Start MATERIAL SHOWN

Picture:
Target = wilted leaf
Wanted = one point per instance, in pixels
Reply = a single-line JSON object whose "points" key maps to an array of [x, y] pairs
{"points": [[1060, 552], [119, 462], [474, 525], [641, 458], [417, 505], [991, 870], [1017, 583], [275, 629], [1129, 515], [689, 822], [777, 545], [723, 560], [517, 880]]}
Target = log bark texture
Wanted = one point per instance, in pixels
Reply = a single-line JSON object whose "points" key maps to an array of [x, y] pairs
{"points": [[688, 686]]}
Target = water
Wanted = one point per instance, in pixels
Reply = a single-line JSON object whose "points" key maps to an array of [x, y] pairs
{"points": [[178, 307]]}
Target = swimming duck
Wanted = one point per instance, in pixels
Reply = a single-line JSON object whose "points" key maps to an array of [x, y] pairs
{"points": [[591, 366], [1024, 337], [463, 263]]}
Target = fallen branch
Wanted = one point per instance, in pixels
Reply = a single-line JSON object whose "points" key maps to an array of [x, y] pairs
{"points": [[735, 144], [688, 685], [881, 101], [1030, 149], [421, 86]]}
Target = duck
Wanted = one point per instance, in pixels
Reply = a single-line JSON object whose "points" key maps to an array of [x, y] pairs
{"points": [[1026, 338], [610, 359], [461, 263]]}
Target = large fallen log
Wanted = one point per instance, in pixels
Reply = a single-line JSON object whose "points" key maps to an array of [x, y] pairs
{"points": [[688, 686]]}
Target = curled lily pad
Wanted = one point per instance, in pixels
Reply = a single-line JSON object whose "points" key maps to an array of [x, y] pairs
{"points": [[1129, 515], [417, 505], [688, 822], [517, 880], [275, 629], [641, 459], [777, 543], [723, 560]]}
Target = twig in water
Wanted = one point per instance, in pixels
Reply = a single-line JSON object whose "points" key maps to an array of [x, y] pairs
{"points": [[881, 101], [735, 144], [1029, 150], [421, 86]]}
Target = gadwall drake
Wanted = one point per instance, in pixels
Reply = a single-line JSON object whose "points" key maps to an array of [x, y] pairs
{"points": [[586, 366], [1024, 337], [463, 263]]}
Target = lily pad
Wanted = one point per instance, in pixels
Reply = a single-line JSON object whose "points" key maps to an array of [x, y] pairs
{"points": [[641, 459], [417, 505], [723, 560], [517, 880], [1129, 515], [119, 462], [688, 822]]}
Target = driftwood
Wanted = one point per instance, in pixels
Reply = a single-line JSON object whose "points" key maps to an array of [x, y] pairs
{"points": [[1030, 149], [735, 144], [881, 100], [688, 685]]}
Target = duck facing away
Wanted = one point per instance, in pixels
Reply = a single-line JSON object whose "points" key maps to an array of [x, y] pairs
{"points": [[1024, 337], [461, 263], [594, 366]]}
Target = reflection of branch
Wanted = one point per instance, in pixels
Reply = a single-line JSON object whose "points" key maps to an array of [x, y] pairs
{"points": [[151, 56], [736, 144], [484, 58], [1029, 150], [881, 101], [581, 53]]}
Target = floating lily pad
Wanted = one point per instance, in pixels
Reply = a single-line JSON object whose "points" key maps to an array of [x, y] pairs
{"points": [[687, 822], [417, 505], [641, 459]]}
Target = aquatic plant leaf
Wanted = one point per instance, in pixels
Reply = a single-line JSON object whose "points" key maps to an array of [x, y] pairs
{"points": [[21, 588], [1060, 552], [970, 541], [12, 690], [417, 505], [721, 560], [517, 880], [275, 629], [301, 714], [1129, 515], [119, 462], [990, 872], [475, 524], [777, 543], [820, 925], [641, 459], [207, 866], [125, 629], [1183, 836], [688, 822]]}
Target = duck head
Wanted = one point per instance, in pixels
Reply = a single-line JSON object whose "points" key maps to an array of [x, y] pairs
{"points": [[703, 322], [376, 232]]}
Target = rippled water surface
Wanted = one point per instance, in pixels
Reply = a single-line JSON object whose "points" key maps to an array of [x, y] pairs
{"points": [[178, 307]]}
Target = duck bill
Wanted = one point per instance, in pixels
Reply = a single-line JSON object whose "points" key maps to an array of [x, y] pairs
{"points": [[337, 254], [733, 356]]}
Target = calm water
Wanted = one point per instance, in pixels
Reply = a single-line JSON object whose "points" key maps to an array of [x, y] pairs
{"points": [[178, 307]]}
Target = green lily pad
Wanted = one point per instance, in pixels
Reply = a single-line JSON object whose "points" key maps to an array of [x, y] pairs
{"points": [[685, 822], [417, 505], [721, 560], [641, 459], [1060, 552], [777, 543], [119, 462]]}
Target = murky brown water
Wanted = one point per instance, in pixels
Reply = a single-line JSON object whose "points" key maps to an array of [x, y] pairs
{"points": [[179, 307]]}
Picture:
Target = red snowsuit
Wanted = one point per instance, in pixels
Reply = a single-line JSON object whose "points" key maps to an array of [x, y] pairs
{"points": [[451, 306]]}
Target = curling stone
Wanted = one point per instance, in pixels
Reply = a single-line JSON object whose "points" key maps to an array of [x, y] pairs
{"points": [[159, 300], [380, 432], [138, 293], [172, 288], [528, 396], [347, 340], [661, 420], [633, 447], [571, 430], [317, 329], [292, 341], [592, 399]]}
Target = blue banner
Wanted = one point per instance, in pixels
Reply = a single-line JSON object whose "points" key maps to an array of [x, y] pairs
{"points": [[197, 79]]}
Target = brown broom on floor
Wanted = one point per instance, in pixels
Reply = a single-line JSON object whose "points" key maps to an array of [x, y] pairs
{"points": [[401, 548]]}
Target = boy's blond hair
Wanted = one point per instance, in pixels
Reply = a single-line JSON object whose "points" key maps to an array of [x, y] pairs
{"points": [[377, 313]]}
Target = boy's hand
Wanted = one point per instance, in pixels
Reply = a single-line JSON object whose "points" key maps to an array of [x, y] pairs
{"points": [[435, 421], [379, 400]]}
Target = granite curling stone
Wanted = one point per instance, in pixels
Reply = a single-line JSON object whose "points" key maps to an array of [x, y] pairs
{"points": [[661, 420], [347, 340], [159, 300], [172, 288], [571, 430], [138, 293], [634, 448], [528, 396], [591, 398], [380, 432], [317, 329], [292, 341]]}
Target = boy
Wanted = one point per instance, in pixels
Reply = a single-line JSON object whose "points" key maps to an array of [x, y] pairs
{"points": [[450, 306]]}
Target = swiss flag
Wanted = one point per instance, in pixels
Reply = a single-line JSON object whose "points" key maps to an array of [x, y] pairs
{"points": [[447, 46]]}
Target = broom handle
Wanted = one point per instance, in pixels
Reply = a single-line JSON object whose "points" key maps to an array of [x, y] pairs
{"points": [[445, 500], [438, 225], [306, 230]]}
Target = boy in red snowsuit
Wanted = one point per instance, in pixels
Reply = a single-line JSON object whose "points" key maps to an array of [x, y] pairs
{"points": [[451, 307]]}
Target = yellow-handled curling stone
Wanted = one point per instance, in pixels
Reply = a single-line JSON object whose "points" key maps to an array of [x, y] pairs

End MATERIAL SHOWN

■ **YOUR INSTRUCTIONS**: Copy all of the data. Keep every word exactly as it is.

■ **WRITTEN RESPONSE**:
Picture:
Target = wilted leaf
Wanted = one point per instance, in pixels
Reply = a single-line JSON object whose "points" key maps to an array of [x, y] pairs
{"points": [[1060, 552], [119, 462], [474, 525], [641, 458], [417, 505], [991, 870], [1017, 583], [275, 629], [1129, 515], [689, 822], [777, 545], [723, 560], [517, 880]]}
Target = log bark texture
Wanted = one point per instance, in pixels
Reply = a single-line JSON object whose "points" key maps to an array of [x, y] pairs
{"points": [[688, 686]]}
Target = water
Wanted = one point per instance, in pixels
Reply = a single-line JSON object whose "points" key maps to an array of [x, y] pairs
{"points": [[178, 307]]}
Target = swimming duck
Wanted = one point per instance, in pixels
Reply = a single-line JSON object whose "points" key maps to an array of [x, y] pairs
{"points": [[591, 366], [1024, 337], [463, 263]]}
Target = fallen branch
Wanted = one point per instance, in pixels
Reply = a single-line JSON object whose "points" key maps to an array of [x, y] pairs
{"points": [[735, 144], [688, 685], [881, 101], [1030, 149], [421, 86]]}
Target = duck
Wanted = one point per instance, in pixels
Reply = a single-line JSON object whose "points" key maps to an array of [x, y] pairs
{"points": [[1026, 338], [610, 359], [461, 263]]}
Target = large fallen log
Wanted = one point per instance, in pixels
Reply = a single-line JSON object whose "points" key maps to an array of [x, y] pairs
{"points": [[688, 686]]}
Target = curled lily pad
Wanted = one point per instance, in pixels
Reply = a single-line JSON object whose "points" key maps to an array of [x, y] pairs
{"points": [[1129, 515], [417, 505], [688, 822], [517, 880], [275, 629], [641, 459], [777, 543], [723, 560]]}
Target = twig in water
Wanted = one point per instance, in pixels
Reply = a single-line JSON object whose "points" key maps to an array of [x, y] pairs
{"points": [[881, 101], [735, 144], [1029, 150], [421, 86]]}
Target = gadwall drake
Wanted = one point per instance, in pixels
Reply = a single-line JSON object whose "points" key maps to an array of [x, y] pairs
{"points": [[586, 366], [1024, 337], [463, 263]]}
Target = lily pad
Wanted = one point per instance, in pixels
Reply = a single-line JSON object whose "points" key maps to an array of [x, y] pairs
{"points": [[641, 459], [417, 505], [723, 560], [517, 880], [1129, 515], [119, 462], [688, 822]]}
Target = driftwood
Wanted = one point per instance, in pixels
Reply = a single-line JSON object whose "points" key maps to an array of [x, y] pairs
{"points": [[1030, 149], [735, 144], [881, 100], [688, 685]]}
Target = duck facing away
Wanted = one point per instance, in pixels
Reply = a single-line JSON object whose "points" key maps to an array of [x, y] pairs
{"points": [[1024, 337], [461, 263], [594, 366]]}
Target = reflection of branch
Wanted = one point per instance, in pixels
Reply = a single-line JSON object whose "points" key maps to an array of [x, y] pairs
{"points": [[151, 56], [736, 144], [484, 58], [1029, 150], [881, 101], [581, 53]]}
Target = floating lily pad
Wanted = one point per instance, in pixels
Reply = a single-line JSON object whose "points" key maps to an array of [x, y] pairs
{"points": [[687, 822], [417, 505], [641, 459]]}
Target = aquatic plant leaf
Wanted = one point per instance, in pixels
Reply = a single-line JSON object whose "points" key maps to an array of [x, y] pairs
{"points": [[21, 588], [1060, 552], [970, 541], [12, 690], [417, 505], [721, 560], [517, 880], [275, 629], [301, 714], [1129, 515], [119, 462], [990, 872], [475, 524], [777, 543], [820, 925], [641, 459], [207, 866], [125, 629], [1183, 836], [688, 822]]}
Target = duck head
Wanted = one point per instance, in pixels
Reply = a single-line JSON object whose "points" key maps to an array of [x, y] pairs
{"points": [[703, 322], [376, 232]]}
Target = rippled water surface
Wanted = one point per instance, in pixels
Reply = a single-line JSON object whose "points" key maps to an array of [x, y] pairs
{"points": [[178, 307]]}
Target = duck bill
Wanted = one point per instance, in pixels
Reply = a single-line JSON object whose "points" key maps to an array of [x, y] pairs
{"points": [[337, 254], [733, 356]]}
Target = calm water
Wanted = one point per instance, in pixels
Reply = a single-line JSON object whose "points" key maps to an array of [x, y] pairs
{"points": [[178, 307]]}
Target = green lily pad
Wanted = one point per instance, in pixels
Reply = a single-line JSON object whose "points" key maps to an array of [x, y] pairs
{"points": [[685, 822], [417, 505], [721, 560], [641, 459], [1060, 552], [777, 543], [119, 462]]}
Target = murky brown water
Wanted = one point per instance, in pixels
Reply = a single-line JSON object whose "points" key maps to an array of [x, y] pairs
{"points": [[179, 307]]}
Picture:
Target = red snowsuit
Wanted = one point per instance, in pixels
Reply = a single-line JSON object whose "points" key maps to an array of [x, y] pairs
{"points": [[451, 306]]}
Target = curling stone
Wanted = one point per instance, in pixels
Reply = a single-line JSON object whose "points" key maps to an array of [x, y] pairs
{"points": [[159, 300], [380, 432], [138, 293], [172, 288], [528, 396], [347, 340], [661, 420], [633, 447], [571, 430], [317, 329], [292, 341], [592, 399]]}
Target = blue banner
Wanted = one point per instance, in pixels
Reply = a single-line JSON object whose "points" key maps to an array of [x, y] pairs
{"points": [[197, 79]]}
Target = brown broom on floor
Wanted = one point per instance, in pixels
Reply = a single-line JSON object whose "points" key maps to an array of [x, y] pairs
{"points": [[401, 548]]}
Target = boy's blond hair
Wanted = one point per instance, in pixels
Reply = a single-line JSON object whose "points" key maps to an array of [x, y] pairs
{"points": [[377, 313]]}
Target = boy's hand
Wanted = one point per instance, in pixels
Reply = a single-line JSON object whose "points" key maps to an array of [x, y] pairs
{"points": [[435, 421], [379, 400]]}
Target = granite curling stone
Wanted = one point per instance, in pixels
Reply = a single-line JSON object whose "points" key maps to an array of [x, y] pairs
{"points": [[661, 420], [347, 340], [159, 300], [172, 288], [571, 430], [138, 293], [634, 448], [528, 396], [591, 398], [380, 432], [317, 329], [292, 341]]}
Target = boy
Wanted = one point per instance, in pixels
Reply = a single-line JSON object whose "points" key maps to an array of [x, y] pairs
{"points": [[450, 306]]}
Target = swiss flag
Wanted = one point per instance, in pixels
Reply = a single-line JSON object whose "points" key maps to an array of [x, y] pairs
{"points": [[447, 46]]}
Target = broom handle
Wanted = one point per instance, in pixels
Reply = a single-line JSON object whose "points" key maps to an array of [x, y] pairs
{"points": [[445, 500], [438, 225], [306, 230]]}
Target = boy in red snowsuit
Wanted = one point per instance, in pixels
Reply = a single-line JSON object whose "points" key maps to an array of [x, y] pairs
{"points": [[451, 307]]}
Target = yellow-handled curling stone
Wanted = one point per instance, in pixels
Reply = a single-line JSON object whose "points" key maps to an array of [x, y] pairs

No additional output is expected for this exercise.